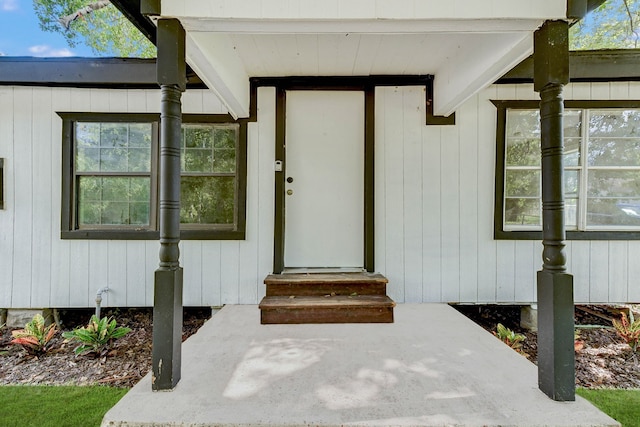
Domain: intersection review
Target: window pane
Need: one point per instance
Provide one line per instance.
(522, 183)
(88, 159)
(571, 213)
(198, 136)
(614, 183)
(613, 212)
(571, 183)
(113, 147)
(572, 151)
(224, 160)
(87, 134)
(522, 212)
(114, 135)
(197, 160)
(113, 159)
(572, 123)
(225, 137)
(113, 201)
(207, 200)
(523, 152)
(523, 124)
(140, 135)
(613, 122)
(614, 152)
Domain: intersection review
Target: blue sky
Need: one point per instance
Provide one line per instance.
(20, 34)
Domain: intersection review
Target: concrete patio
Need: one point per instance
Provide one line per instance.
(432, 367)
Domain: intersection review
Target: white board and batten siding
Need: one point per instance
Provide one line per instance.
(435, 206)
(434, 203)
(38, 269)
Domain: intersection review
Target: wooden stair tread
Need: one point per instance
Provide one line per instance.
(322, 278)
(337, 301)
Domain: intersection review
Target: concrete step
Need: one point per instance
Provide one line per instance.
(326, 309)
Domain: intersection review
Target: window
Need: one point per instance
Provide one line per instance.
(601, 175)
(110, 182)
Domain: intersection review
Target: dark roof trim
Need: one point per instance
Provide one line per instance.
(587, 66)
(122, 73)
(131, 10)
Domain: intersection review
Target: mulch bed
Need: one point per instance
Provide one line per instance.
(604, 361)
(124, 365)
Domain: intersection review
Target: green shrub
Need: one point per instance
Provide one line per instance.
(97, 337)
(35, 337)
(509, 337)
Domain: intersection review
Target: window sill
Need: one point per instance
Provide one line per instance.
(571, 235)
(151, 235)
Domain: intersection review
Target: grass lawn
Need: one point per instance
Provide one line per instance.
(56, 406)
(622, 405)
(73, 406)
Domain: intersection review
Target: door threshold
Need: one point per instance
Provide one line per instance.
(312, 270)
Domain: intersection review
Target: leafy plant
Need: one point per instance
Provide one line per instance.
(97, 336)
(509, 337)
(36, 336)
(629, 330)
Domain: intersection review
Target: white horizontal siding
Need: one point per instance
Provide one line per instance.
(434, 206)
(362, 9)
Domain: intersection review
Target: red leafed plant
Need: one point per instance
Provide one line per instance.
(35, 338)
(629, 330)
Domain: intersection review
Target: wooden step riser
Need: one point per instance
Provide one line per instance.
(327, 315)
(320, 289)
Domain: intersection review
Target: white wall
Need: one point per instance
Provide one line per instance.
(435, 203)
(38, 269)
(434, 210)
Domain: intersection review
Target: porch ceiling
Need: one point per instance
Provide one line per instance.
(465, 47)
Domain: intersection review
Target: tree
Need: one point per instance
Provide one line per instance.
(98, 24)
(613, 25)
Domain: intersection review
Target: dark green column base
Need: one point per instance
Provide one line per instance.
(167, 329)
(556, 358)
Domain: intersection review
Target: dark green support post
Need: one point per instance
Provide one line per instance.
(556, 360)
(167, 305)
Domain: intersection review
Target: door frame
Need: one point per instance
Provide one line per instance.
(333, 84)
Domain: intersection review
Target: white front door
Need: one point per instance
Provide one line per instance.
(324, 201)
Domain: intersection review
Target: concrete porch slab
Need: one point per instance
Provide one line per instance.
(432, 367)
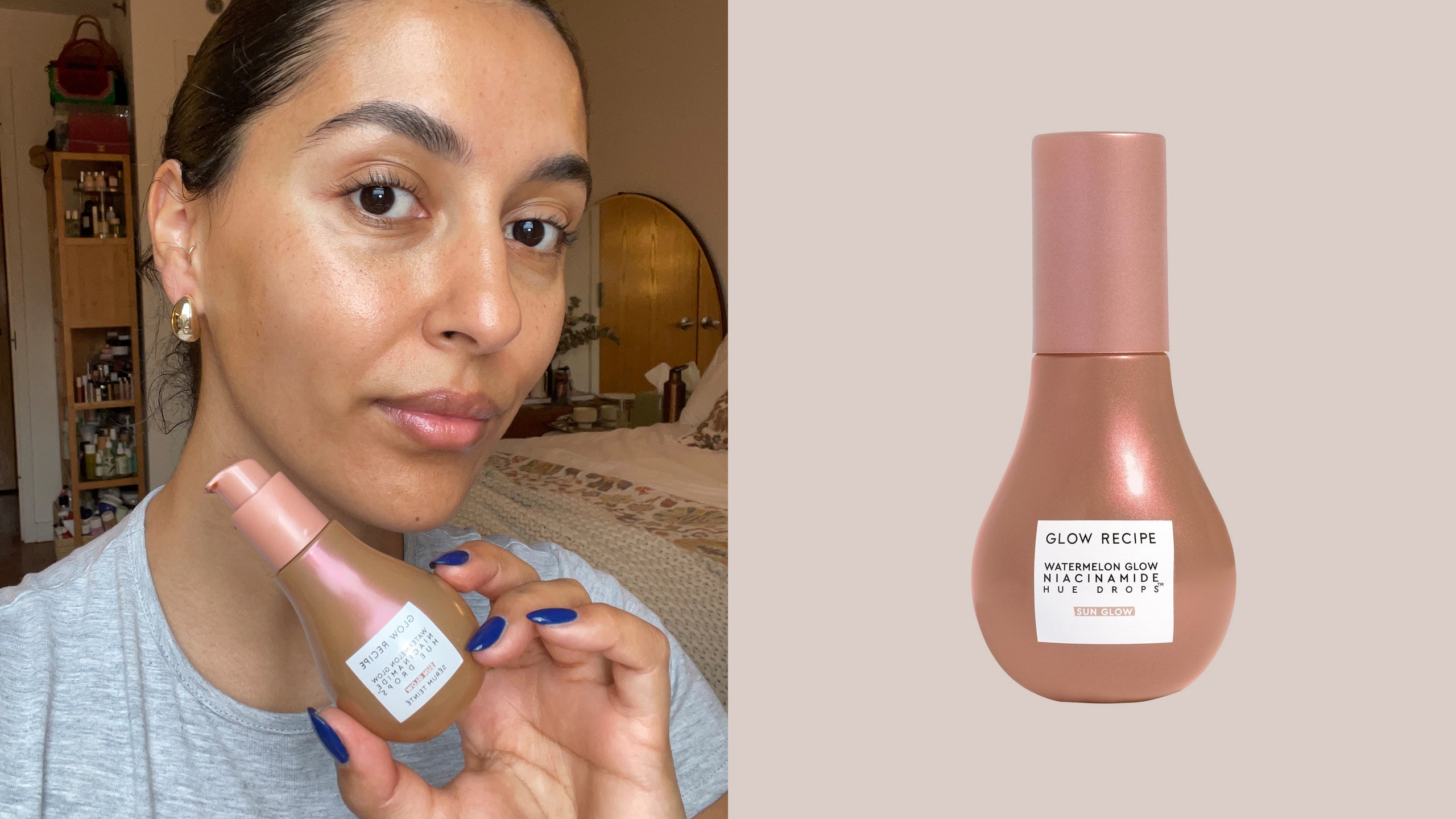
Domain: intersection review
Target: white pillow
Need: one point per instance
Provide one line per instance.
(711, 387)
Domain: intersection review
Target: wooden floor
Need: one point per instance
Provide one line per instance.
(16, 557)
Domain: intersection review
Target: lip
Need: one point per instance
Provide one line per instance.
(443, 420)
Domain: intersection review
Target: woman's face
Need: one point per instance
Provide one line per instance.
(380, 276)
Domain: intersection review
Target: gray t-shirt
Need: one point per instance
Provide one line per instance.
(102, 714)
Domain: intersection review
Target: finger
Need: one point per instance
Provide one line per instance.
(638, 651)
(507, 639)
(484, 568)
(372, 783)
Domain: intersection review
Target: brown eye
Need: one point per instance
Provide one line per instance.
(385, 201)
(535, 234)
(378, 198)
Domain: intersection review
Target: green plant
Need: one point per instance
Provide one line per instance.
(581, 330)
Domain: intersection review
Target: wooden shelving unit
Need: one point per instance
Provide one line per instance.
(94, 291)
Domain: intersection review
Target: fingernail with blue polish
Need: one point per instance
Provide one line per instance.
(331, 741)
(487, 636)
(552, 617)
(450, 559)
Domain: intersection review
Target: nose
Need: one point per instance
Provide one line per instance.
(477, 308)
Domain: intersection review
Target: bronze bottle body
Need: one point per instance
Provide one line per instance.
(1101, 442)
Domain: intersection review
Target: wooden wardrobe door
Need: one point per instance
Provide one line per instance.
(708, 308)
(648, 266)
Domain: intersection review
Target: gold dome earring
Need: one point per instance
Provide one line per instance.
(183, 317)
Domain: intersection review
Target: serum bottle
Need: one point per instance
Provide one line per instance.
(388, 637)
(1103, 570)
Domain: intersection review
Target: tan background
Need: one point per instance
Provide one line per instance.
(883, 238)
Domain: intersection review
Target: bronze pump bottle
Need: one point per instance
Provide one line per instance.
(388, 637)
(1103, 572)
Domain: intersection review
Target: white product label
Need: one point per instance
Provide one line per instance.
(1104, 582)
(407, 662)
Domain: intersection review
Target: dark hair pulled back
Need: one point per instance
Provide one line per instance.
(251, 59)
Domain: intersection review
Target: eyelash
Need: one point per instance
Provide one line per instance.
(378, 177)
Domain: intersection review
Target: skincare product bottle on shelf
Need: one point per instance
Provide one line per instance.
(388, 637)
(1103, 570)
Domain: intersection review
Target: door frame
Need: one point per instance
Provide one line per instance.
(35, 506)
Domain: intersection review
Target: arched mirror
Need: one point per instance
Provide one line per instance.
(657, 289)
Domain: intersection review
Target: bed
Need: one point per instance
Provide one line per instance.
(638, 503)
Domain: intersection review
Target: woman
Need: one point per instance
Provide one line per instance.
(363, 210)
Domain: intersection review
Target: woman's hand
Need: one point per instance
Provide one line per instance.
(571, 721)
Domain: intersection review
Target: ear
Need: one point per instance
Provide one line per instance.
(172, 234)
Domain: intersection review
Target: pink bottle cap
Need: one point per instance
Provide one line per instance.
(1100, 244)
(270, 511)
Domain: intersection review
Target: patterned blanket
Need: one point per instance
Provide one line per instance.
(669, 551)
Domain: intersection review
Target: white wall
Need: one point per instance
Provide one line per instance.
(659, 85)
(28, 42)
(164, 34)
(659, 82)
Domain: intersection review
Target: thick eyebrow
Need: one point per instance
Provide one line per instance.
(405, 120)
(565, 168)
==
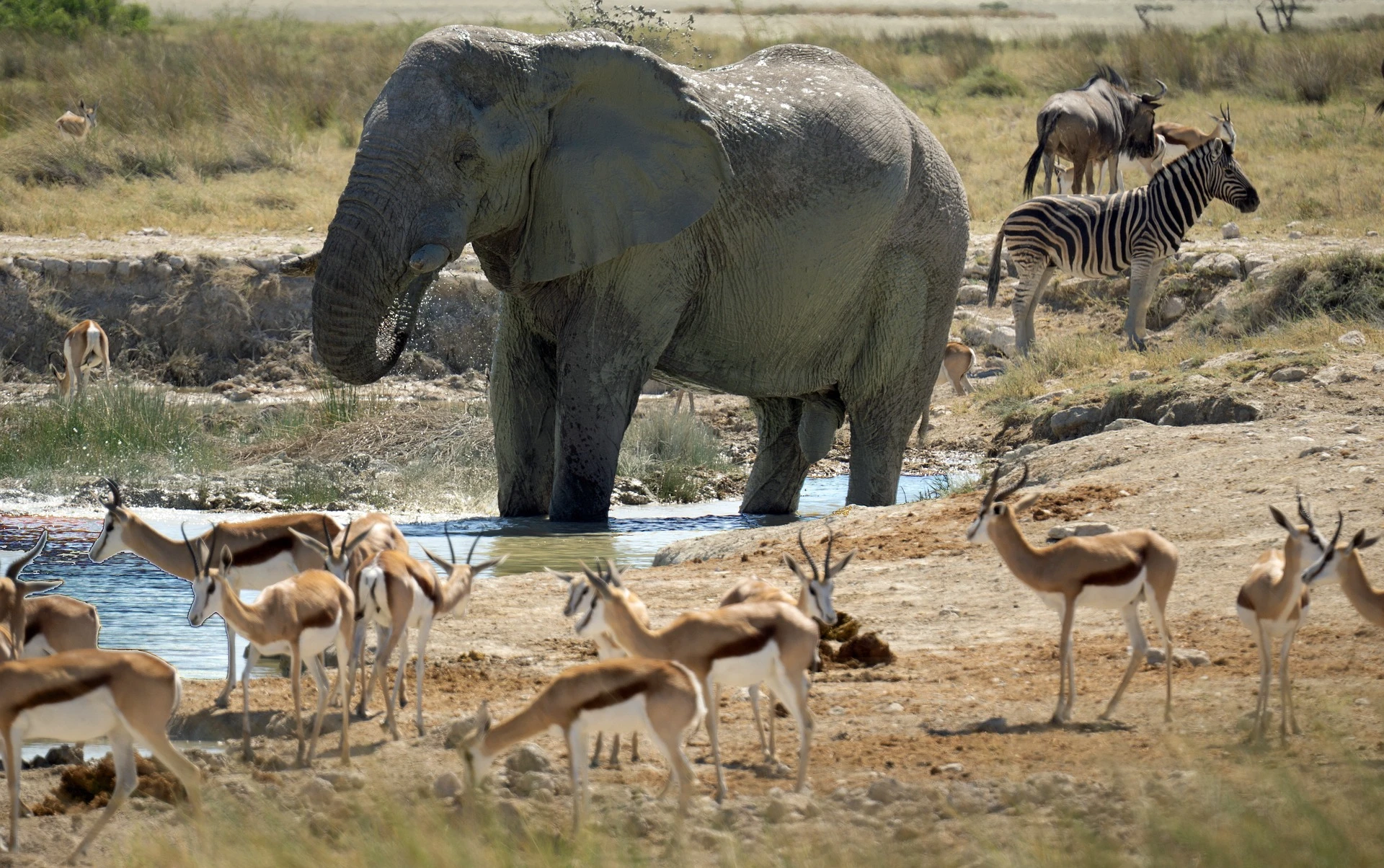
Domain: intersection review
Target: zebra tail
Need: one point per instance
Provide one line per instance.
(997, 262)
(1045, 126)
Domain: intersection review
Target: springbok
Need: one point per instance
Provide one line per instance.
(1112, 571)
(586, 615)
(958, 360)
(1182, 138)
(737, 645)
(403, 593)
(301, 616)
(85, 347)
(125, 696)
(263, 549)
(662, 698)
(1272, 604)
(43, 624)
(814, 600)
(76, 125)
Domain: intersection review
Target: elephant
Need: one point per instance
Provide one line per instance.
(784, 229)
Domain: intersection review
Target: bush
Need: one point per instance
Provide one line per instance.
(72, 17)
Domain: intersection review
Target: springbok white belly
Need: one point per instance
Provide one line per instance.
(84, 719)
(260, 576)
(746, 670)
==
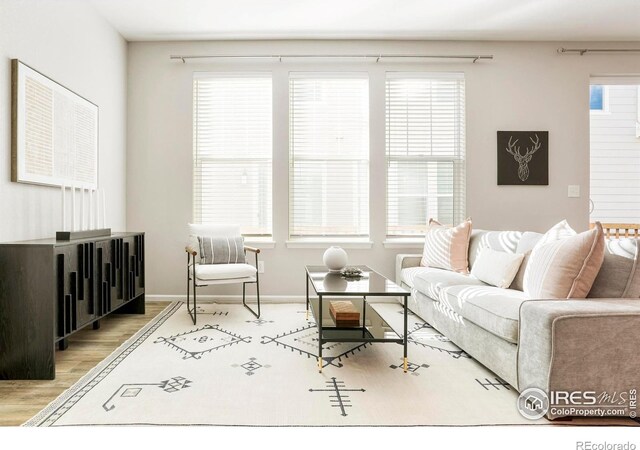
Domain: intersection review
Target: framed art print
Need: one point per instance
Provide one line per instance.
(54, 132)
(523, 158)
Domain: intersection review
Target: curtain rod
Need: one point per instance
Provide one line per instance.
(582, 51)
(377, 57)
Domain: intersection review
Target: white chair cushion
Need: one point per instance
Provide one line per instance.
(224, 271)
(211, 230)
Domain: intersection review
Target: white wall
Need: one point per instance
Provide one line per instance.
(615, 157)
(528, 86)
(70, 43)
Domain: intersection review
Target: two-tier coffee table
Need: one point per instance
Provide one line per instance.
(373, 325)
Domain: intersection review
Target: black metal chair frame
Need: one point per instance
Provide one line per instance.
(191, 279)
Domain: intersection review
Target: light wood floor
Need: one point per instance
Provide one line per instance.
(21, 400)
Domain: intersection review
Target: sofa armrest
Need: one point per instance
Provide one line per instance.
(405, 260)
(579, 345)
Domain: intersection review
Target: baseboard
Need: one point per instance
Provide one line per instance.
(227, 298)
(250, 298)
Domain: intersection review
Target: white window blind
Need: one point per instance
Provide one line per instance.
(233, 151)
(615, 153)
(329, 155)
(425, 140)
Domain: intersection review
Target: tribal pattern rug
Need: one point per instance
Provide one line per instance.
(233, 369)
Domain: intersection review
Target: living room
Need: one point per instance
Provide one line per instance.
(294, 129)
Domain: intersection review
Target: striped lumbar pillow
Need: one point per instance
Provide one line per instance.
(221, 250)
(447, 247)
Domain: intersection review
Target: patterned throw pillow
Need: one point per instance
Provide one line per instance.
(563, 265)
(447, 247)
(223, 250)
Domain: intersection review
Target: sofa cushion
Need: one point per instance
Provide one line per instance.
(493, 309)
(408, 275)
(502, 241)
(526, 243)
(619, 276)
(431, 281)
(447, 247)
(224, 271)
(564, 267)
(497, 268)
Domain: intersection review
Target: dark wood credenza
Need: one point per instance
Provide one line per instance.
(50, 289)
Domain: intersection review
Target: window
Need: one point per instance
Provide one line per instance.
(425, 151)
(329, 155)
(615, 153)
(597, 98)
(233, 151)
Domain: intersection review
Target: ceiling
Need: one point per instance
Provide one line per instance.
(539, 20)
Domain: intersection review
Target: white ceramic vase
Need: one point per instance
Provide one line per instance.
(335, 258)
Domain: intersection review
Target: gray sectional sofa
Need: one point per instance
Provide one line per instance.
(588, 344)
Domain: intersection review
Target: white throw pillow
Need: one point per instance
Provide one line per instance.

» **To do**: Pull every line containing the word "green" from the listing above and copy each one out. Only matches with exactly that capitalization count.

» **Exercise answer**:
Target: green shrub
Target: dark green column base
Target: dark green support post
Target: green plant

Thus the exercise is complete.